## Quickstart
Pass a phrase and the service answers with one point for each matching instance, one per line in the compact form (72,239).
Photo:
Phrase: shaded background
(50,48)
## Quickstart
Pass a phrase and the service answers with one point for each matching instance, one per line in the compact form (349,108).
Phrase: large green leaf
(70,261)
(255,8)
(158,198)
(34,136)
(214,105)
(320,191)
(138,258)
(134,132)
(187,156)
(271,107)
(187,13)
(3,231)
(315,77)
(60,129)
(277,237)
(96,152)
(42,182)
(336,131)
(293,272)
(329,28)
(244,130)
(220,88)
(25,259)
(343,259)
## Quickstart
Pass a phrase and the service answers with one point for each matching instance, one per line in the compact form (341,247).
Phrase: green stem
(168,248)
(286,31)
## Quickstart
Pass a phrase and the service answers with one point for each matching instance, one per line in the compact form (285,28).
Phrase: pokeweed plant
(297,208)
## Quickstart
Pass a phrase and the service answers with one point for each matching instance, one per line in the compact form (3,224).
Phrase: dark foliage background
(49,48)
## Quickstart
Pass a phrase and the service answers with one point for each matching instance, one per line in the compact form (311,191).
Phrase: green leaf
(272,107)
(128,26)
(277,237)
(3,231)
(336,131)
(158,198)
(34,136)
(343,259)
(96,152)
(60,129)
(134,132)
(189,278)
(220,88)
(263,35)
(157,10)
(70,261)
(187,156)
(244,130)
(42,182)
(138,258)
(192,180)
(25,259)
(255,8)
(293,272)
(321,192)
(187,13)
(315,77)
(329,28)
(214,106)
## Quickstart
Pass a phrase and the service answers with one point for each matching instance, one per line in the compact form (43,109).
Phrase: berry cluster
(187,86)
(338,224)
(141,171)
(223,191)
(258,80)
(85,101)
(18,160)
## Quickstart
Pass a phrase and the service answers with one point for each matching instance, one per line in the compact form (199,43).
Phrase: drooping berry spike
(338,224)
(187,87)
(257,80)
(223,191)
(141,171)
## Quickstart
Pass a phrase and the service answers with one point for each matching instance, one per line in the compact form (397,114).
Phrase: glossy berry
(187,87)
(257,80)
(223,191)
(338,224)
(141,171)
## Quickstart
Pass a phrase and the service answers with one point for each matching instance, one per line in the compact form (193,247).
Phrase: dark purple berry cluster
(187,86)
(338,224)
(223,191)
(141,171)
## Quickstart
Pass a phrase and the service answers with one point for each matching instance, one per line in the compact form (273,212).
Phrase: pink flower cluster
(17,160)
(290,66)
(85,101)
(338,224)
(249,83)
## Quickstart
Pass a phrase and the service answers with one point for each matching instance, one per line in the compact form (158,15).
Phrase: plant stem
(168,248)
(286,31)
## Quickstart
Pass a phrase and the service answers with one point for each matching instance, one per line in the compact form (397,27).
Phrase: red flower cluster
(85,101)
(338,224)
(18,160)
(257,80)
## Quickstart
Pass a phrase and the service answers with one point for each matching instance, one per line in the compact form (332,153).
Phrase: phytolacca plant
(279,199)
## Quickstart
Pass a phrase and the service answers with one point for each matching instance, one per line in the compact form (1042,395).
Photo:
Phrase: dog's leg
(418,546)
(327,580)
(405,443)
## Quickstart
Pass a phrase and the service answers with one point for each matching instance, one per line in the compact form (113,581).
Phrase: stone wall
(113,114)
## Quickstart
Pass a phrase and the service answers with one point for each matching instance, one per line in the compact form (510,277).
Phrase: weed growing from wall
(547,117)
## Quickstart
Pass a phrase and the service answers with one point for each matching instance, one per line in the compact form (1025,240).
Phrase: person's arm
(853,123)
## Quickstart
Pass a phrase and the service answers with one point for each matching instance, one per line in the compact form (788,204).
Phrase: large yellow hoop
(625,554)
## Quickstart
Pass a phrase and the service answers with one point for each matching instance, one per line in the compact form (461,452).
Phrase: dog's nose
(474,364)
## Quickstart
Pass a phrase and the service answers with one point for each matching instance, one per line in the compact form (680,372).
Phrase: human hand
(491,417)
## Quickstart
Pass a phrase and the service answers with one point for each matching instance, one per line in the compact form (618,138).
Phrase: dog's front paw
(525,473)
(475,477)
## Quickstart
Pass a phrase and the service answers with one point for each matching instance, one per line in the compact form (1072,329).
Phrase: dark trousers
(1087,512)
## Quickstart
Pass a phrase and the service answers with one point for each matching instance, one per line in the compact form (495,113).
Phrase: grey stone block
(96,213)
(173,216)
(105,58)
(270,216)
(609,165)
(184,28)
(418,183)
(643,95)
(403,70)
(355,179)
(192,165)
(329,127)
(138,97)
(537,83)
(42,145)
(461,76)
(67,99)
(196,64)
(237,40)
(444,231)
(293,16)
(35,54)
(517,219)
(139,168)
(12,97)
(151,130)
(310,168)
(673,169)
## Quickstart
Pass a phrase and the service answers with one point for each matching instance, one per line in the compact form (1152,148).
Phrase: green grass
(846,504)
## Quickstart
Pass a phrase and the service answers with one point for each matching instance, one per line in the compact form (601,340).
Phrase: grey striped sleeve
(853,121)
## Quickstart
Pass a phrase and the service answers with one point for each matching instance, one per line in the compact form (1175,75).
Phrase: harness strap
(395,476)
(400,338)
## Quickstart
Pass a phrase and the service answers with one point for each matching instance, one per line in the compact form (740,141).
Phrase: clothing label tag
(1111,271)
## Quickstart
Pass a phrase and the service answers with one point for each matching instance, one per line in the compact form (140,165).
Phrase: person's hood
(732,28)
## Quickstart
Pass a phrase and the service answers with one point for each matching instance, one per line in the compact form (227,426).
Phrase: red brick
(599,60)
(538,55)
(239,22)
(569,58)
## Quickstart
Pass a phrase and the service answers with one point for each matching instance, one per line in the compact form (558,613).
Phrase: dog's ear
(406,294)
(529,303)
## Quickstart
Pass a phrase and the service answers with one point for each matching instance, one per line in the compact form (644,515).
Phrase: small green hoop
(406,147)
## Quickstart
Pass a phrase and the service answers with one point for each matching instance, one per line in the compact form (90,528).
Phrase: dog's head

◇ ◇ ◇ ◇ ◇ ◇ ◇

TASK: Quote the data above in full, changing nothing.

RIGHT ANSWER:
## Quickstart
Pass a phrase and the service answers with one point for each matching instance, one per line in the compact form (72,239).
Photo:
Phrase: shaded background
(50,48)
## Quickstart
Pass a phrase and the service answers with one point for each matching instance, one per line in the compact form (349,108).
Phrase: large green leaf
(70,261)
(255,8)
(158,198)
(34,136)
(214,105)
(320,191)
(138,258)
(134,132)
(187,156)
(271,107)
(187,13)
(3,231)
(315,77)
(60,129)
(277,237)
(96,152)
(42,182)
(336,131)
(293,272)
(329,28)
(244,130)
(220,88)
(25,259)
(343,259)
## Quickstart
Pass a phrase and the service answers with one point for each matching instance, one per line in the compact form (341,247).
Phrase: green stem
(168,248)
(286,31)
## Quickstart
Pass a phrase and the service answers with one point for each matching instance, one per line in the compact form (285,28).
Phrase: pokeweed plant
(297,208)
## Quickstart
Pass a phrase and the service answers with one point for each matching instance, one per line in the compact form (3,224).
Phrase: dark foliage background
(49,48)
## Quickstart
Pass a phrase and the service answers with one point for each matching instance, one per line in the compact form (311,191).
Phrase: green leaf
(272,107)
(128,26)
(277,237)
(3,231)
(336,131)
(158,198)
(34,136)
(343,259)
(96,152)
(60,129)
(134,132)
(189,278)
(220,88)
(263,35)
(157,10)
(70,261)
(187,156)
(244,130)
(42,182)
(138,258)
(192,180)
(25,259)
(255,8)
(293,272)
(321,192)
(187,13)
(315,77)
(329,28)
(214,106)
## Quickstart
Pass a phrase and the service answers with one point for each matching instance, one per line in the compact form (43,109).
Phrase: berry cluster
(187,86)
(338,224)
(141,171)
(223,191)
(258,80)
(85,101)
(18,160)
## Quickstart
Pass a phrase and the service answers with one point for each matching instance, one per line in the compact form (199,43).
Phrase: drooping berry spike
(338,224)
(187,87)
(257,80)
(223,191)
(141,171)
## Quickstart
Pass a phrase and the service answers with one point for each matching instance, one per line in the compact form (397,114).
Phrase: glossy berry
(187,87)
(257,80)
(223,191)
(338,224)
(141,171)
## Quickstart
Pass a phrase and the service answers with one point for each matching instance, one per line in the compact form (193,247).
Phrase: dark purple berry cluster
(187,86)
(338,224)
(223,191)
(141,171)
## Quickstart
Pass a phrase and the service answers with one point for each matching instance, one per line in the compact form (273,212).
Phrase: pink flower cluster
(17,160)
(290,66)
(85,101)
(338,224)
(249,83)
## Quickstart
Pass a phrase and the service answers with one point for each matching instance, one per line in the compact form (158,15).
Phrase: plant stem
(168,248)
(286,31)
## Quickstart
Pass a phrase and the service answers with one point for each matching instance, one per line in the compact form (397,27).
Phrase: red flower cluster
(85,101)
(338,224)
(18,160)
(257,80)
## Quickstart
Pass a phrase and the service answers with one point for each matching instance, one per line in the compact form (332,153).
Phrase: phytolacca plant
(279,199)
## Quickstart
Pass a phrase and the service answers with one point for each matching instance, one per line in the compact form (1042,395).
Photo:
Phrase: dog's leg
(418,546)
(327,580)
(405,443)
## Quickstart
Pass a phrase and the service answers with one point for each matching instance, one per line in the compact form (113,581).
Phrase: stone wall
(113,114)
## Quickstart
Pass a phrase and the service answers with one point for each matching instance, one per line in the compact form (510,277).
Phrase: weed growing from wall
(547,117)
## Quickstart
Pass a phrase and the service answers with one point for each matching instance, one per line in the compact form (1025,240).
Phrase: person's arm
(853,123)
## Quickstart
Pass a phrase and the service answers with one point for each matching instance, one per line in the compact form (788,204).
Phrase: large yellow hoop
(625,554)
## Quickstart
Pass a phrase and the service answers with one point for each matching instance, one per line in the compact form (461,452).
Phrase: dog's nose
(474,364)
## Quickstart
Pass a phrase and the service answers with one point for each matching instance, one per line in the compact form (680,372).
Phrase: human hand
(491,417)
## Quickstart
Pass a phrase and the service answers with one point for each matching instance, one per line in the compact form (618,138).
Phrase: dog's front paw
(525,473)
(475,477)
## Quickstart
Pass a phrase and the service answers with one point for each matching instance, one per line in the compact form (1072,329).
Phrase: dark trousers
(1087,512)
## Quickstart
Pass a phrase and the service answers with one point for each matching instance, one per line in the compact form (495,113).
Phrase: grey stone block
(96,213)
(173,216)
(105,58)
(270,216)
(609,165)
(184,28)
(418,183)
(643,95)
(403,70)
(355,179)
(192,165)
(329,127)
(138,97)
(537,83)
(42,145)
(461,76)
(67,99)
(196,64)
(237,40)
(444,231)
(293,16)
(35,54)
(517,219)
(139,168)
(12,97)
(151,130)
(310,168)
(673,169)
## Quickstart
Pass a phrase and the service answers with one point for each matching instance, one per line in the compact form (1152,148).
Phrase: green grass
(846,504)
## Quickstart
Pass a phrase and the service answers with one point for each matching instance, one per line in the compact form (601,340).
Phrase: grey striped sleeve
(853,121)
## Quickstart
Pass a phrase and the service answers with one point for each matching instance, one per line in the compact form (1175,75).
Phrase: harness strap
(395,476)
(400,338)
## Quickstart
Pass a phrase and the service answers with one point for each matching instance, one per line in the compact form (740,141).
Phrase: clothing label tag
(1111,271)
## Quickstart
Pass a phrase and the service answers with one point for each matching instance, one per line in the compact form (140,165).
Phrase: person's hood
(732,28)
## Quickstart
Pass a phrase and the service answers with one point for each matching instance, one per line in the compact form (227,426).
Phrase: red brick
(599,60)
(538,55)
(239,22)
(569,58)
## Quickstart
Pass a phrase and the service answers with one point for each matching instance, one per line in the compact form (558,613).
Phrase: dog's ear
(406,294)
(529,303)
## Quickstart
Pass a phrase and the service answers with one point for each matching instance, one per line in the compact form (644,515).
Phrase: small green hoop
(406,147)
## Quickstart
Pass a phrase and the service answers with one point for each matching instance, one per line in the compact form (90,528).
Phrase: dog's head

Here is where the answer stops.